##### Source text #####

Video below: (NSFW, some strong language)

 

 

 

 

I remember when I first heard this song; I was at a trendy pub with a few friends. We were unwinding from a stressful work week, having a few drinks together. This song has a catchy beat, and we were dancing at the bar, ‘’hip hopping’’ to the lyrics. I happen to like the genre ‘hip hop,’ but over the past decade, might it be a fair assessment to say that it’s digressed into little more than vulgar, sexist messages aimed mainly at women?

 

 

What’s worse is when I hear female singers degrading themselves and women in general, in their music, as well. Beyonce’s ‘’The Girl You Like,’’ comes to mind, the song’s theme being how a woman should morph into whatever ‘her man’ wishes. Many female singers of mainstream pop music, belt out lyrics that seem to drag women back decades, so have we really come a long way, baby?

 

 

Sexism is (still) very prevalent in various sectors of society, and not just against women. But, I thought it interesting that the actual definition of sexism is: prejudice, stereotyping and discrimination based on gender, primarily against women. So for the sake of this blog, we will focus on that precise definition, as it relates to modern day literature and pop music. (namely hip hop) For the record, I plan to discuss sexism as it stands against men, in a future blog.

##### Data records #####

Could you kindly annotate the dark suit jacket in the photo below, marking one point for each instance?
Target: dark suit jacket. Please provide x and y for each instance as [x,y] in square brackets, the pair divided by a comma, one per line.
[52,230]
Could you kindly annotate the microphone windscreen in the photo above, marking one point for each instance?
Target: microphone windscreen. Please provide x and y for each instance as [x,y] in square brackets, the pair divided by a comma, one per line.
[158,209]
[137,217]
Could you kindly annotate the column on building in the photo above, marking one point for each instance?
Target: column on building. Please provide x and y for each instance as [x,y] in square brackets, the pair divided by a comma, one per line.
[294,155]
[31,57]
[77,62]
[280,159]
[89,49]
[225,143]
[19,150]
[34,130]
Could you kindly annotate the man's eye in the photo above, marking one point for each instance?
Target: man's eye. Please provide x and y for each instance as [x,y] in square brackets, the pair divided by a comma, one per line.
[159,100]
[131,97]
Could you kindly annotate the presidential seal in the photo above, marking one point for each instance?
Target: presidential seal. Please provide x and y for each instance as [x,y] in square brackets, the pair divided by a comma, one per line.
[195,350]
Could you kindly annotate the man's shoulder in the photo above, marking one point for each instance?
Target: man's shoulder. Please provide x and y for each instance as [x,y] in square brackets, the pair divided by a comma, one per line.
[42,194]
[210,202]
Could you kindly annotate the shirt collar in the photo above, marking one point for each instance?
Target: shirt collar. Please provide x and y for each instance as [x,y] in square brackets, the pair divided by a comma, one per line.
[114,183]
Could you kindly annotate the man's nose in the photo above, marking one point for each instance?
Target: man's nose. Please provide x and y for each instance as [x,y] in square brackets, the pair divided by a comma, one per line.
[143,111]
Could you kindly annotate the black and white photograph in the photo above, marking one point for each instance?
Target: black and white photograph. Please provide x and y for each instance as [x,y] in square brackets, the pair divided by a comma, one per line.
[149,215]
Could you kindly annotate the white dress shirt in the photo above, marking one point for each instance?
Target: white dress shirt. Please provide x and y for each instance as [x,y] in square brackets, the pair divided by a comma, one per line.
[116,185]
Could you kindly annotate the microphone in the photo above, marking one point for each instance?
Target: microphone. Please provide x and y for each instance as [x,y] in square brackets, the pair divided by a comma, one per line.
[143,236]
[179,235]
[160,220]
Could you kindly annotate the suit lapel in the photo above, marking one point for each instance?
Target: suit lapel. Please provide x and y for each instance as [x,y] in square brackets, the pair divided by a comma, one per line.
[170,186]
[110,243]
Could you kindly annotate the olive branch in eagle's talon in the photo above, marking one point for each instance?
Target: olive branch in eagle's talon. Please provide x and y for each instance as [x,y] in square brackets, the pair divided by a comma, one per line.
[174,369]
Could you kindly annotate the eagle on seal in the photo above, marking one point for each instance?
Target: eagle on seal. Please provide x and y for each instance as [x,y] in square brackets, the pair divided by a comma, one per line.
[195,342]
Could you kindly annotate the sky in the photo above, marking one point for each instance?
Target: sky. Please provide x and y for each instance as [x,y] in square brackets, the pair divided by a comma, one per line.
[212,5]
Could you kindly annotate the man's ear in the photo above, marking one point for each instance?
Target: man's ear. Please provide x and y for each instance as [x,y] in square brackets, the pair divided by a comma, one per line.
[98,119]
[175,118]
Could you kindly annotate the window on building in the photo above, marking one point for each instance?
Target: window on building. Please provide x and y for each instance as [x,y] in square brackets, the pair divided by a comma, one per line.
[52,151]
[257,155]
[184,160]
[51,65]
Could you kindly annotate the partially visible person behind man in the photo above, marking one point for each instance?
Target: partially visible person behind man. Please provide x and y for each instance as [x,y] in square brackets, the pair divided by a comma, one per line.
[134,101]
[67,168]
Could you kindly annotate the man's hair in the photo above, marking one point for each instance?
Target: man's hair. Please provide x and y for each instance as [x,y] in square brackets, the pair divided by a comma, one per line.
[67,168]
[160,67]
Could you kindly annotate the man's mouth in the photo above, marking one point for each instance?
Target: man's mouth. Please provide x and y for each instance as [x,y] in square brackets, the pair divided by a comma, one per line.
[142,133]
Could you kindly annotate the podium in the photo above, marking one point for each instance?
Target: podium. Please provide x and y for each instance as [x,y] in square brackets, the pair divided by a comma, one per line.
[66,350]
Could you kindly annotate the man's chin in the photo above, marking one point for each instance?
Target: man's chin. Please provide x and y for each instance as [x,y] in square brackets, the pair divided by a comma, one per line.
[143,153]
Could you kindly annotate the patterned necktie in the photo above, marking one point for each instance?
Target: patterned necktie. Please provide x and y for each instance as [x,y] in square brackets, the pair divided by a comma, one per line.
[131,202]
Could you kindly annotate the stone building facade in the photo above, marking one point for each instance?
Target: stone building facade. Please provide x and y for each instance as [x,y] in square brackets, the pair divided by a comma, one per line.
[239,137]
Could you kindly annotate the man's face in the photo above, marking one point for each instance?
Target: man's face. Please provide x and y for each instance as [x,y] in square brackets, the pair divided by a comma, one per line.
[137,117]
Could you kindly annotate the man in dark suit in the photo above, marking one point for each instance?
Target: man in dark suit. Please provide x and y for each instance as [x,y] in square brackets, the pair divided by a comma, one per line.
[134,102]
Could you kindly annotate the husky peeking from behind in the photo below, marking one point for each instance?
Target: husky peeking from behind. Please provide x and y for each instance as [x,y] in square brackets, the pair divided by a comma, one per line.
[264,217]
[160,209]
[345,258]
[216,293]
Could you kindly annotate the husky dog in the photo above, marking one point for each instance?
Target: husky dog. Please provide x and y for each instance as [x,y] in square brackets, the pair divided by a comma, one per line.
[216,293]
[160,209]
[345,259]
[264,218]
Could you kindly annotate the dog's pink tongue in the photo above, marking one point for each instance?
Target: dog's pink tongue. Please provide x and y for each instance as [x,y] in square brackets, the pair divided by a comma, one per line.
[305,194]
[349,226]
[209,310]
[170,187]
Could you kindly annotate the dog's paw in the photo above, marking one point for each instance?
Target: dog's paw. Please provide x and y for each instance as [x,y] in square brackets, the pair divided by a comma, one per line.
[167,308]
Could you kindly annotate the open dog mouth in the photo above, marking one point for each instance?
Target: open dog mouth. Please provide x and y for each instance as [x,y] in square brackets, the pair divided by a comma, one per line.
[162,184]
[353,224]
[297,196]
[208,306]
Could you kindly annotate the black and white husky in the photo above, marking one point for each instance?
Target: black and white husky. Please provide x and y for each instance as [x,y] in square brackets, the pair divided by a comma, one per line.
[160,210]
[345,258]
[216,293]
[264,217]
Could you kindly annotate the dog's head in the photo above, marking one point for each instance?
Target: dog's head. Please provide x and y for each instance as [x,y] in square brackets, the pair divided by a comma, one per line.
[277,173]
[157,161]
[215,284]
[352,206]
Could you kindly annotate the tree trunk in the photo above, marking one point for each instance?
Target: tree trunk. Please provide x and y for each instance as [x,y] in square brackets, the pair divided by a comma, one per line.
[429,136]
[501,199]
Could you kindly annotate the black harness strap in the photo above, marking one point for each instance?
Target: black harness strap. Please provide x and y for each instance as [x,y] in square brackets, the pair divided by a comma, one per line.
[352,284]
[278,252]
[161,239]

#####

Given task
Do these statements agree with the blog passage on sexism in music? Answer yes or no for each, quoting the deciding words of the passage.
1. The writer first heard the song at a pub with friends.
2. The writer dislikes hip hop as a genre.
3. The writer has already written a blog about sexism against men.
The lines have nothing to do with the text.

Exercise output
1. Yes: "I was at a trendy pub with a few friends."
2. No: "I happen to like the genre ‘hip hop,’"
3. No: "I plan to discuss sexism as it stands against men, in a future blog."